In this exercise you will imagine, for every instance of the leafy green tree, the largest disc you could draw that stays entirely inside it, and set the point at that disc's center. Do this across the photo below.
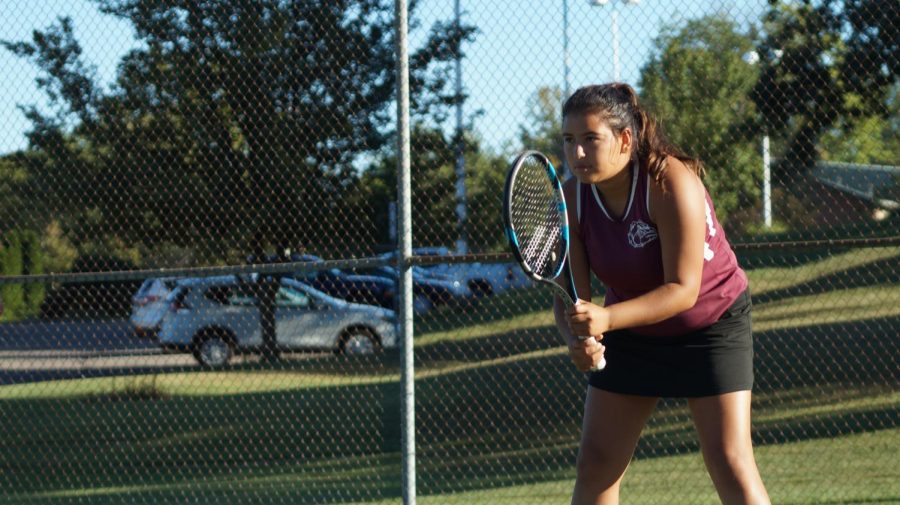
(543, 129)
(698, 83)
(230, 120)
(433, 183)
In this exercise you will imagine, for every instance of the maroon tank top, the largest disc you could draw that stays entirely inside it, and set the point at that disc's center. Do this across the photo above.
(625, 255)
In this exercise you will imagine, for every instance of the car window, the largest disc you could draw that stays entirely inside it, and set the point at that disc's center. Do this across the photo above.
(219, 294)
(145, 287)
(288, 297)
(242, 295)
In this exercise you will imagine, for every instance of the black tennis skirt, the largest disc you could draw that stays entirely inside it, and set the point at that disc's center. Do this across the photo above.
(714, 360)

# # # # # # #

* WHAT YOU HAVE TO DO
All of the data above should be quoted exactly, except for the pictures.

* COMPLETED TASK
In this exercise you will imagine, for every instance of the leafy green tree, the largest disc you could draw that stays entirely inside it, and set the point at that disc's center. Do this across the photo below.
(543, 129)
(698, 83)
(230, 120)
(433, 183)
In this exercise you will imagine, for every instance of the maroon tank top, the largest disc you could draw that stays entirely inside it, and set the point at that disc's center. Do this across the photo above.
(625, 255)
In this exercise you will imagine, for every instance of the car window, the largest disc you could draw that stays entirely inside it, and set the point at that disc's center. Do this across the photo above.
(219, 294)
(145, 287)
(288, 297)
(242, 295)
In this exercise you will imagine, for every instance of the black tennis skirt, the largest disc you could draw that stays entirely inside it, and set the point at that disc's center. Do this across the photo above.
(714, 360)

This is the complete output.